TEXT PROVIDED:
Nursing Interventions
- Escalate immediately and treat the underlying trigger cause while resuscitation proceeds.
- Support airway/oxygenation and maintain perfusion with protocolized hemorrhage response.
- Prepare balanced blood-component replacement and fibrinogen support (for example cryoprecipitate) per provider protocol.
- Anticipate target-oriented correction in severe cases (for example hemoglobin around 7 g/dL or higher, fibrinogen around 200 mg/dL or higher, platelets around 50,000/microL or higher, PT/aPTT less than 1.5 times control before urgent surgery when feasible).
- Maintain normothermia during transfusion/resuscitation and assist correction of metabolic acidosis per order.
- Prepare emergency operative pathway when maternal instability or fetal compromise requires urgent delivery.
- After acute stabilization, continue thrombosis-risk prevention planning (for example SCDs or prophylactic anticoagulation in stable postoperative/postpartum contexts).
Dual-Risk Instability
Obstetric DIC can deteriorate into catastrophic bleeding and organ thrombosis simultaneously; delayed escalation is frequently fatal.
Pharmacology
| Drug Class | Examples | Key Nursing Considerations |
|---|---|---|
| blood-products | PRBC, plasma, platelets, cryoprecipitate | Balanced replacement supports oxygen delivery, coagulation factors, platelet count, and fibrinogen restoration. |
| antifibrinolytics | TXA specialist-directed context | Use requires strict risk-benefit assessment in DIC pathways because clotting and bleeding risks coexist. |
Clinical Judgment Application
Clinical Scenario
A postpartum patient with severe hemorrhage develops persistent oozing from IV sites, falling platelets, prolonged coagulation times from baseline, and worsening hypotension.
- Recognize Cues: Consumptive coagulopathy pattern with progressive shock.
- Analyze Cues: Findings suggest obstetric DIC secondary to massive hemorrhage.
- Prioritize Hypotheses: Immediate priorities are trigger control, hemodynamic stabilization, and factor/platelet replacement.
- Generate Solutions: Activate DIC-capable hemorrhage protocol, coordinated blood-component therapy, temperature and acid-base management, and surgical readiness.
- Take Action: Execute rapid multidisciplinary resuscitation and source control.
- Evaluate Outcomes: Perfusion improves, laboratory trends stabilize, and definitive obstetric management is completed safely.
Related Concepts
- postpartum-hemorrhage - Major obstetric trigger and overlap pathway for consumptive coagulopathy.
- placental-abruption - Classic high-risk trigger condition for obstetric DIC.
- obstetrical-emergencies - DIC is a core hemostatic emergency requiring rapid team activation.
- maternal-sepsis - Infectious trigger contexts can rapidly precipitate coagulopathy.
- preeclampsia - Severe preeclampsia/HELLP pathways can overlap with DIC physiology.
- hellp-syndrome - HELLP-associated thrombocytopenia and liver injury can rapidly progress into DIC physiology.
- amniotic-fluid-embolism - AFE can precipitate sudden obstetric DIC with rapid hemostatic collapse.
Self-Check
- Why can obstetric DIC be missed if labs are interpreted without pregnancy baseline trends?
- Which bedside finding often appears early before full laboratory collapse?
- What are the first three simultaneous priorities once obstetric DIC is suspected?

Records from a data source:
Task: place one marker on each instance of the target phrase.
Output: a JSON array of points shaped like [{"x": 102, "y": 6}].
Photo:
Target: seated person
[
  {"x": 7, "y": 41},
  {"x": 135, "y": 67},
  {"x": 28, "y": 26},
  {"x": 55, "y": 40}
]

TASK BRIEF: Echo the part of the obstetric DIC text starting at "- Analyze Cues: Findings" and ending at "for obstetric DIC.". The listing has no connection to the text on obstetric DIC.

SOLUTION TO THIS EXERCISE:
- Analyze Cues: Findings suggest obstetric DIC secondary to massive hemorrhage.
- Prioritize Hypotheses: Immediate priorities are trigger control, hemodynamic stabilization, and factor/platelet replacement.
- Generate Solutions: Activate DIC-capable hemorrhage protocol, coordinated blood-component therapy, temperature and acid-base management, and surgical readiness.
- Take Action: Execute rapid multidisciplinary resuscitation and source control.
- Evaluate Outcomes: Perfusion improves, laboratory trends stabilize, and definitive obstetric management is completed safely.
Related Concepts
- postpartum-hemorrhage - Major obstetric trigger and overlap pathway for consumptive coagulopathy.
- placental-abruption - Classic high-risk trigger condition for obstetric DIC.